**EXCERPT**
Begin
Eyes on the road

Published in

Saturdays.AI

10 min readAug 12, 2023

Driver Drowsiness model prediction. Saturdays AI

Eyes on the road is a project developed as part of Saturdays AI in Alicante in the first half of 2023. During six weeks, students learned different approaches to use artificial intelligence like supervised and unsupervised learning, random forest, regression or natural language processing tools.

After the training sessions, students had to develop a social project with all the concepts learned and we though that what is more social that saving lives? In Spain, the cause of four out of ten accidents is drivers getting sleepy. That’s why we decided to develop a tool to prevent drivers getting sleepy while driving using a low cost device like a Raspberry Pi.

After different unlucky attempts, we took a direct approach, let’s use a model that calculates how closed your eyes are so we can play a sound or an alarm when this happens.

The first step was to acquire and process all the images from the dataset. We used the DMD (Driving Monitoring Dataset), more specifically the fatigue related subset.

The Driver Monitoring Dataset is the largest visual dataset for real driving actions, with footage from synchronized multiple cameras (body, face, hands) and multiple streams (RGB, Depth, IR) recorded in two scenarios (real car, driving simulator). Different annotated labels related to distraction, fatigue and gaze-head pose can be used to train Deep Learning models for Driver Monitor Systems.

The DMD content consists of hundreds of videos for each subset, an example of the video frame sample can be shown bellow.

Each video comes with a JSON file that labels each frame with a specific category with the following strcuture.

...
"actions": {
      "0": {
        "name": "",
        "type": "eyes_state/open",
        "frame_intervals": [
          { "frame_start": 23, "frame_end": 33 },
          { "frame_start": 45, "frame_end": 51 },
...js

Due that all the original DMD dataset were videos we have to challenge to process all videos and extract the specific frames that were labeled as awake and drowsy, that way all model could be more efficient in processing each image from the webcam. To accomplish this, we created a script that processes all the labels in json format and extracts the frames into each labeled folder.

import os
import cv2
import json
import re

# Path to the dataset/raw folder
json_folder = 'dmd/raw'

# Create output directory if it doesn't exist
output_dir = 'dmd/labels'
os.makedirs(output_dir, exist_ok=True)


# Function to sanitize folder names
def sanitize_folder_name(folder_name):
    # Replace invalid characters with underscores
    folder_name = re.sub(r'[<>:"/\\|?*]', '_', folder_name)
    # Remove leading and trailing whitespaces
    folder_name = folder_name.strip()
    return folder_name


# Process each JSON file in the folder
for filename in os.listdir(json_folder):
    if filename.endswith('.json'):
        json_path = os.path.join(json_folder, filename)

        # Load JSON data
        with open(json_path) as json_file:
            data = json.load(json_file)

        # Set video_path based on the JSON filename
        video_filename = filename.replace('ann_drowsiness.json', 'face.mp4')
        video_path = os.path.join(json_folder, video_filename)

        # Process each action in the JSON data
        for action_key, action_value in data['openlabel']['actions'].items():
            action_type = action_value['type']
            action_type_folder = sanitize_folder_name(action_type)
End
**DATA SECTION**
Begin
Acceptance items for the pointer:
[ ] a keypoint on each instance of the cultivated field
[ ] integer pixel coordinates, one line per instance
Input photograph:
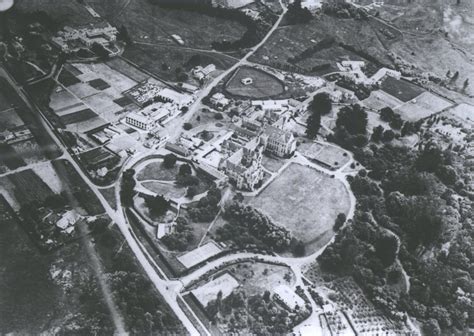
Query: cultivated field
(379, 99)
(147, 22)
(425, 105)
(299, 40)
(264, 84)
(306, 202)
(165, 60)
(401, 89)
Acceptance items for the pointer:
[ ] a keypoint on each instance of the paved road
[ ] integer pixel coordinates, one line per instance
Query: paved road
(174, 134)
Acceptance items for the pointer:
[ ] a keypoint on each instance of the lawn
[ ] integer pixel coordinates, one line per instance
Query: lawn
(273, 163)
(306, 202)
(331, 156)
(264, 84)
(401, 89)
(156, 171)
(426, 104)
(151, 23)
(164, 61)
(300, 40)
(257, 277)
(109, 195)
(77, 117)
(168, 190)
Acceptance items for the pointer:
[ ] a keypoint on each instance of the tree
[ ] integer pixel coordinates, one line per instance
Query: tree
(100, 51)
(191, 192)
(340, 220)
(296, 14)
(158, 205)
(123, 35)
(388, 135)
(386, 248)
(466, 84)
(387, 114)
(313, 124)
(185, 169)
(431, 328)
(169, 160)
(321, 103)
(127, 188)
(353, 118)
(377, 133)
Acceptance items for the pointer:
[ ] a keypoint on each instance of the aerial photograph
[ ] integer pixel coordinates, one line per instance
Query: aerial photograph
(237, 167)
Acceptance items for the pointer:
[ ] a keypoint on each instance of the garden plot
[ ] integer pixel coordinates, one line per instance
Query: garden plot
(380, 99)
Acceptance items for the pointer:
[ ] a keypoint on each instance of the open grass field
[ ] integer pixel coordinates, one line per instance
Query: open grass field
(401, 89)
(147, 22)
(199, 254)
(331, 156)
(306, 202)
(224, 283)
(29, 187)
(164, 60)
(65, 12)
(257, 277)
(291, 41)
(73, 182)
(264, 84)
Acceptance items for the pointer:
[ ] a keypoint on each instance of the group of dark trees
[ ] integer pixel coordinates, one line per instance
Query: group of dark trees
(247, 227)
(158, 205)
(351, 127)
(405, 209)
(296, 14)
(321, 105)
(181, 237)
(127, 188)
(258, 313)
(343, 10)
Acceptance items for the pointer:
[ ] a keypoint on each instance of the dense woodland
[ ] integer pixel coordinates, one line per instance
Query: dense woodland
(408, 205)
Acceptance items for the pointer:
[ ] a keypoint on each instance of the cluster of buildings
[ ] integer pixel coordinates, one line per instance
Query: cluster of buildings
(201, 73)
(70, 39)
(353, 69)
(157, 103)
(148, 92)
(15, 135)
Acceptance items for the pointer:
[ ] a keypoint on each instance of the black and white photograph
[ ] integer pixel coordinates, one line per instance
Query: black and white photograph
(236, 167)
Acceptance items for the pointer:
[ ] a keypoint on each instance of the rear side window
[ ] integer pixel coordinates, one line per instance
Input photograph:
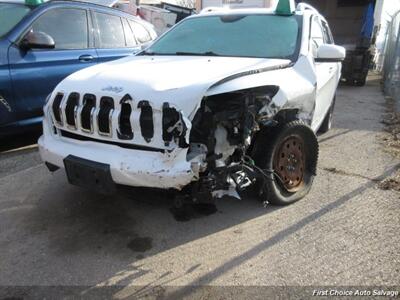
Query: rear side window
(141, 33)
(67, 26)
(129, 37)
(110, 31)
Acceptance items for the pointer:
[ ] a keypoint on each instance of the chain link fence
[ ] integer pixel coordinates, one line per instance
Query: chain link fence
(391, 67)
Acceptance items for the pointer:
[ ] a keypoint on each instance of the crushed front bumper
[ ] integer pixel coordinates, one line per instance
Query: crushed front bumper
(127, 166)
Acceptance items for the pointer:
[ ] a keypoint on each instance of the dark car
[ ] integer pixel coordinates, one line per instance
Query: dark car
(41, 45)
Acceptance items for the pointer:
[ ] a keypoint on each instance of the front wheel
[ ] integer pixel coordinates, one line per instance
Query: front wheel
(291, 152)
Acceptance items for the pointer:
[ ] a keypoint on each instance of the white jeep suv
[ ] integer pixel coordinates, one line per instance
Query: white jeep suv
(225, 100)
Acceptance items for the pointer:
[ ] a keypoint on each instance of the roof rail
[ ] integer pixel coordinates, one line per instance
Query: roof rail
(213, 9)
(304, 6)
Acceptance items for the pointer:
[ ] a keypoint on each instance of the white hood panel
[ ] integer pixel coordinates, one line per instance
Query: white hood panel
(179, 80)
End
**WHAT TO DO**
(A) Answer these questions about the Eyes on the road article:
(i) Which subset of the DMD did the team use?
(ii) What low-cost device was the tool meant to run on?
(iii) What folder does the script set as its output directory?
(B) Continue the Eyes on the road article from the point where it stops.
The entries aren't needed for this work.

**SET OF ANSWERS**
(A)
(i) The fatigue-related subset.
(ii) A Raspberry Pi.
(iii) dmd/labels

(B)
            frame_intervals = action_value['frame_intervals']

            # Create subfolder for the action type if it doesn't exist
            action_folder = os.path.join(output_dir, action_type_folder)
            os.makedirs(action_folder, exist_ok=True)

            # Process frame intervals
            for interval in action_value['frame_intervals']:
                frame_start = interval['frame_start']
                frame_end = interval['frame_end']

                # Open video file for reading
                video = cv2.VideoCapture(video_path)

                # Set video frame position to the start frame
                video.set(cv2.CAP_PROP_POS_FRAMES, frame_start)

                # Read and save frames until the end frame is reached
                for frame_num in range(frame_start, frame_end + 1):
                    ret, frame = video.read()
                    if ret:
                        # Save frame as a JPG image
                        output_filename = f'{frame_num}.jpg'
                        output_path = os.path.join(action_folder, output_filename)
                        cv2.imwrite(output_path, frame)

                        print(f'Saved frame: {output_path}')
                    else:
                        break

                # Release video resources
                video.release()

With this scripts we processed each video and extracted every frame that was labeled in each interval. You end with a structure of folders named by label (blinks_blinking, eyes_state_close, eyes_state_closing, eyes_state_open, eyes_state_opening, eyes_state_undefined) but we need to simplify even more all the labels and ended using only a binary approach with “awake” and “drowsy” labels.

Now that we have accomplished transforming video processing (heavy CPU load) into image processing we can focus in the next step.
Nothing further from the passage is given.